» Selected excerpt
-- start --

Well if that is the worst you do, you are in a good place. ;-) Just out of curiosity, do you know what kind of fish you will be stocking? What size tank? Water parameters? Planted or not? You probably already know all this but I didn't when I started out. I was still under the misguided assumption you bought a tank, filled it up and added fish after 24 hours. Common mistake among newbie Aquarius's, as I am finding out. I would love the help someone to learn from my own mistakes.

Oh yeah, and to be clear, I don't blame the employees for not knowing but I do blame them for giving wrong information without concern for the fish welfare. Most fish have a life expectancy of several years but I would guess few actually get to make it to ripe old ages. Improper mixing of species, wrong tank size, water parameter all issues.

If you do have a couple of knowledgeable staff there. That is great. We have a couple that THINK they know a lot but as it turns out, they don't. I now have a Rainbow shark that was marked as a Black Red tail. It was also listed as a peaceful community fish. So was my Leporinus. The tags said their maximum size was 6 inches and they told me most are done growing at 4 inches. We shall see how that works out. I have already lost 2 fish to improper pairings. Like you, I don't want casualties. I am a big wimp when it comes to things like that and I stressed to them that I wanted fish that would get along. My mistake was trusting them instead of doing a lot more research. I did some but not enough.

-- end --

Excerpt from a dataset
-- start --

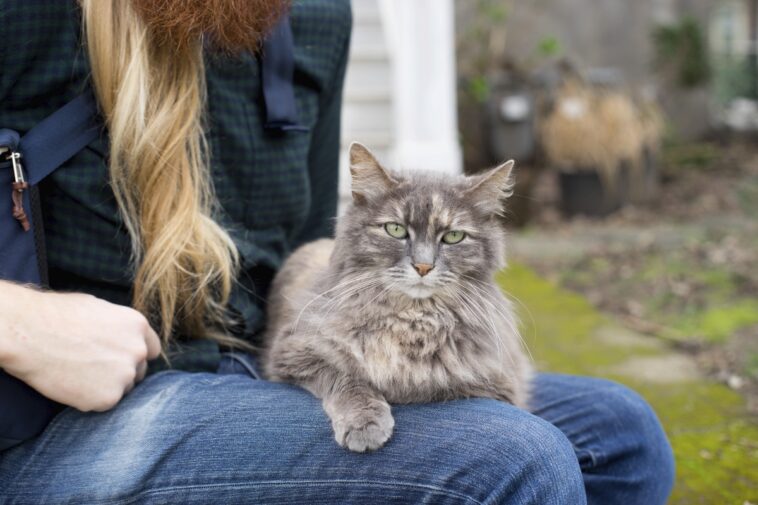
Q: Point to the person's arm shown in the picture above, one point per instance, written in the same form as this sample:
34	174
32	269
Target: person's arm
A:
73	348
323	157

-- end --

» Requirements
Write what comes next in the aquarium forum post above, starting right after its last sentence.

» Right answer
----------



## iamgray (Jul 16, 2010)

Ugh.. triple post... with regard to ordering fish through the mail.. I wouldn't even know where to start looking. For now I think I will stick with stores where I can walk in and stare at the fish for awhile before purchasing hehe.


----------



## Inga (Jun 8, 2010)

LOL I was kidding about that part. I just teasingly tried to pass off some of my trouble maker fish. I have heard very good things about ordering fish through Dr. Foster's and Smith, Live aquaria. I have not yet ordered any fish through the mail. That concept is still a Little uncomfortable to me but I know a lot of folks do it with great success.


----------



## iamgray (Jul 16, 2010)

Inga said:


> Well if that is the worst you do, you are in a good place. ;-) Just out of curiosity, do you know what kind of fish you will be stocking? What size tank? Water parameters? Planted or not? You probably already know all this but I didn't when I started out. I was still under the misguided assumption you bought a tank, filled it up and added fish after 24 hours. Common mistake among newbie Aquarius's, as I am finding out. I would love the help someone to learn from my own mistakes.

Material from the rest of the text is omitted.